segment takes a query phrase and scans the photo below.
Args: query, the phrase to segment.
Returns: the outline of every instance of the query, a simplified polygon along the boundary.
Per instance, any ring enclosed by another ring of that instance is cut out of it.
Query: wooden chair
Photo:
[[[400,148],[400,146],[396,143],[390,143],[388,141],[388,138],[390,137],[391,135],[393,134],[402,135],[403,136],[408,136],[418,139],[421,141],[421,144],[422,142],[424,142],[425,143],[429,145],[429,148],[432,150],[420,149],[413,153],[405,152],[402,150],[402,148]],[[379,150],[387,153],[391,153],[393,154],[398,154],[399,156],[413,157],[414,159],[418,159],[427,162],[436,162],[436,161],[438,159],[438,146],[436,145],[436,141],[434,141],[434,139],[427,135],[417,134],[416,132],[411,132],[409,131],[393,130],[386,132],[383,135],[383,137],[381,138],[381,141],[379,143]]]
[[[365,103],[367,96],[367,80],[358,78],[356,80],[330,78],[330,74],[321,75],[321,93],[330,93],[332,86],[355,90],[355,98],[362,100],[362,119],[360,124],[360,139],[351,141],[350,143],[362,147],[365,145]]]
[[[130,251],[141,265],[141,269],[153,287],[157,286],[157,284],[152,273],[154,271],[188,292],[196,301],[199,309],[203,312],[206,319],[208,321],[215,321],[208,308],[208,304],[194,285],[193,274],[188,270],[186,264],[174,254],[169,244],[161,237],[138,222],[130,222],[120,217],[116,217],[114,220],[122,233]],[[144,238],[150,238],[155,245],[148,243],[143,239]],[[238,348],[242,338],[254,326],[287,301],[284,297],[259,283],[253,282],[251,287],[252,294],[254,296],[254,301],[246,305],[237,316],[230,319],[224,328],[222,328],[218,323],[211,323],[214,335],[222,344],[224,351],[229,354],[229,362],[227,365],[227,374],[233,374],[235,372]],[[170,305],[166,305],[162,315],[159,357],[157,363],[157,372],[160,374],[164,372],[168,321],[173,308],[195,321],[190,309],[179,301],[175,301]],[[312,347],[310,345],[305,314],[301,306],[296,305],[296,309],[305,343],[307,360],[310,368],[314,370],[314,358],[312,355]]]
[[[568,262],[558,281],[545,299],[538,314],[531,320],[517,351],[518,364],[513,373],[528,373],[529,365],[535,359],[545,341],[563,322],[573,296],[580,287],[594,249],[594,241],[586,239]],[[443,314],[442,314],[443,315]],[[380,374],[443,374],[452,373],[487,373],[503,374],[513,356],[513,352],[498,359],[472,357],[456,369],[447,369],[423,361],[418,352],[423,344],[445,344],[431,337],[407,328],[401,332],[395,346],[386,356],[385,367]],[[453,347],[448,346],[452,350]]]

▬▬▬▬▬▬

:: What to produce ::
Without omitting anything, output the entries exactly.

:: Finished exercise ::
segment takes a query phrase and scans the photo below.
Args: query, the phrase to segment.
Returns: the outline of every instance of the query, a simplified polygon along the boundary.
Per instance, any ring enclosed by another ring of that instance is cut out of it.
Query: wooden chair
Photo:
[[[400,148],[400,146],[396,143],[390,143],[388,141],[388,138],[390,137],[391,135],[393,134],[402,135],[403,136],[408,136],[418,139],[421,141],[421,144],[422,142],[424,142],[425,143],[429,145],[429,148],[432,150],[420,149],[413,153],[405,152],[402,150],[402,148]],[[379,150],[387,153],[391,153],[393,154],[398,154],[399,156],[413,157],[414,159],[418,159],[427,162],[436,162],[436,161],[438,159],[438,146],[436,145],[436,141],[434,141],[434,139],[427,135],[417,134],[416,132],[411,132],[409,131],[393,130],[386,132],[383,135],[383,137],[381,138],[381,141],[379,143]]]
[[[365,103],[367,96],[367,80],[358,78],[356,80],[330,78],[330,74],[321,75],[321,93],[330,93],[332,86],[355,90],[355,98],[362,100],[362,119],[360,124],[360,139],[351,141],[350,143],[362,147],[365,145]]]
[[[130,251],[141,265],[141,269],[153,287],[157,286],[157,284],[152,273],[154,271],[188,292],[196,301],[199,309],[203,312],[206,319],[208,321],[215,321],[208,308],[208,304],[194,285],[193,274],[188,270],[186,264],[174,254],[169,244],[161,237],[138,222],[130,222],[120,217],[116,217],[114,220],[122,233]],[[144,238],[150,238],[155,245],[148,243],[143,239]],[[238,348],[242,338],[254,326],[287,301],[284,297],[259,283],[253,282],[251,287],[252,294],[254,296],[254,301],[246,305],[237,316],[230,319],[224,328],[222,328],[218,323],[211,323],[214,335],[222,344],[224,351],[229,354],[229,362],[227,365],[227,374],[233,374],[235,372]],[[170,305],[166,305],[162,315],[159,357],[157,363],[157,372],[160,374],[164,372],[168,321],[173,308],[195,321],[190,309],[179,301],[175,301]],[[312,347],[310,345],[305,314],[301,306],[296,305],[296,309],[305,343],[307,360],[310,368],[314,370],[314,358],[312,355]]]
[[[568,262],[558,281],[545,299],[538,314],[531,320],[517,351],[518,364],[513,373],[528,373],[529,365],[535,359],[545,341],[563,322],[573,296],[580,287],[594,249],[594,241],[586,239]],[[443,314],[442,314],[443,315]],[[380,374],[443,374],[452,373],[487,373],[503,374],[513,356],[513,352],[498,359],[472,357],[456,369],[447,369],[423,361],[418,352],[423,344],[445,344],[431,337],[407,328],[401,332],[395,346],[386,356],[385,367]],[[453,347],[448,346],[452,350]]]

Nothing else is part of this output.